* [Aim of the task]
From the Cloudflare R2 tutorial below, list every product category that appears in the sample transaction data.
*** Provided text ***
You can verify your storage credential was created successfully by running the following SQL command:

In [0]:
-- show available storage credenials
SHOW STORAGE CREDENTIALS;

In [0]:
-- see details of a storage credential
DESCRIBE STORAGE CREDENTIAL r2_credential;

## Step 2: Create External Location for R2 Bucket

Create an external location pointing to your Cloudflare R2 bucket.  The URL is in the form of:  

`r2://{r2_bucket_name}@{cloudflare_account_id}.r2.cloudflarestorage.com`

In [0]:
-- create an external location for your cloudflare r2 bucket
CREATE EXTERNAL LOCATION r2_location
URL 'r2://databricks-demo@4132d7d5587ee99b9d482ecfc2c1853c.r2.cloudflarestorage.com'
WITH (
  STORAGE CREDENTIAL r2_credential
  )
COMMENT 'Cloudflare R2 bucket for cross-cloud data replication'

## Step 3: Create Source Managed Table

Create a managed table to serve as our data source.

In [0]:
DROP TABLE IF EXISTS global_analytics.transactions.transactions;

CREATE OR REPLACE TABLE global_analytics.transactions.transactions (
  transaction_id STRING,
  customer_id STRING,
  product_category STRING,
  amount DECIMAL(10,2),
  transaction_date DATE,
  region STRING,
  created_at TIMESTAMP
)
PARTITIONED BY (transaction_date)
TBLPROPERTIES (
  'delta.autoOptimize.optimizeWrite' = 'true'
);

## Step 4: Insert Sample Data

Insert some sample transaction data into our source table.

In [0]:
INSERT INTO global_analytics.transactions.transactions
VALUES 
  ('txn_001', 'cust_001', 'Electronics', 299.99, '2024-10-26', 'North America', current_timestamp()),
  ('txn_002', 'cust_002', 'Clothing', 79.50, '2024-10-26', 'Europe', current_timestamp()),
  ('txn_003', 'cust_003', 'Books', 24.99, '2024-10-26', 'Asia Pacific', current_timestamp()),
  ('txn_004', 'cust_004', 'Home & Garden', 149.00, '2024-10-26', 'Latin America', current_timestamp()),
  ('txn_005', 'cust_005', 'Sports', 89.99, '2024-10-26', 'North America', current_timestamp());

## Step 5: Verify Source Table

Verify the source table was created successfully and contains data.

In [0]:
-- Check table properties
DESCRIBE DETAIL global_analytics.transactions.transactions;

In [0]:
-- View current data
SELECT * FROM global_analytics.transactions.transactions
ORDER BY transaction_date, transaction_id;

## Step 6: Create External Table on Cloudflare R2

Create an external table that uses Cloudflare R2 storage for replication.
*** End of Provided text ***
*** Material shown ***
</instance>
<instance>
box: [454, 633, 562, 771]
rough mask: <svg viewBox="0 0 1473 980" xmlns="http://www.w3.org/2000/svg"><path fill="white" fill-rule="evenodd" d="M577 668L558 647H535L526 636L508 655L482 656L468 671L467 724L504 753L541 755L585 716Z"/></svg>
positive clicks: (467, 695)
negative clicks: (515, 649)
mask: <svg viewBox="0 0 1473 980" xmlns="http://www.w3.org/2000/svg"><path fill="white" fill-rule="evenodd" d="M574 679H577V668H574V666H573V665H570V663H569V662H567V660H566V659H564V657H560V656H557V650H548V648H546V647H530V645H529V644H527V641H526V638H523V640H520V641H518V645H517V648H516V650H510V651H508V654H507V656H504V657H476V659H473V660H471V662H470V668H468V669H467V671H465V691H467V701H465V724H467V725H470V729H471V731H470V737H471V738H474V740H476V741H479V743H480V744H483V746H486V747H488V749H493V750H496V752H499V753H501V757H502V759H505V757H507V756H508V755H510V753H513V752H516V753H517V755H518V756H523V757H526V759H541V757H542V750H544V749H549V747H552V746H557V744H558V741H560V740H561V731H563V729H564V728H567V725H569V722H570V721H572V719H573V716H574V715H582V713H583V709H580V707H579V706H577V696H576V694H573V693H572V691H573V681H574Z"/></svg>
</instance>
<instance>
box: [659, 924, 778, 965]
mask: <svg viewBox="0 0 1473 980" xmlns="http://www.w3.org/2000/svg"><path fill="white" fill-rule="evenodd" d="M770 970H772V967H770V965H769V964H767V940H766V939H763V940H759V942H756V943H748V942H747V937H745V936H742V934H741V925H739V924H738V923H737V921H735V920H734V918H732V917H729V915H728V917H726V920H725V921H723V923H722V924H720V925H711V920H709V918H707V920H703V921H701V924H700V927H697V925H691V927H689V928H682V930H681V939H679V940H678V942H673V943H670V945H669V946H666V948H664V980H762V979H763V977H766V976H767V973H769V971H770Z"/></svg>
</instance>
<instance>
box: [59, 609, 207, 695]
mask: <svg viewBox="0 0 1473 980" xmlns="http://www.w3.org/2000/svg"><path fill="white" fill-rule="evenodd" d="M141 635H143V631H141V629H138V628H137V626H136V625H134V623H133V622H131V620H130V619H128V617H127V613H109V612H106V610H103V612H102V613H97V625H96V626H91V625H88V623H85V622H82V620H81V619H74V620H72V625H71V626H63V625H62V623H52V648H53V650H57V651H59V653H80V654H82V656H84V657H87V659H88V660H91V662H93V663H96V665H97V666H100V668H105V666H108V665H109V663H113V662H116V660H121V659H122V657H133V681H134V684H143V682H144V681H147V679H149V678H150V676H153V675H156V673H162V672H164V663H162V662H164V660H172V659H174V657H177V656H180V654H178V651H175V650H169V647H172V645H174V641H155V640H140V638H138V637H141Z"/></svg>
*** End of Material shown ***
* [Solution to this problem]
Electronics, Clothing, Books, Home & Garden, Sports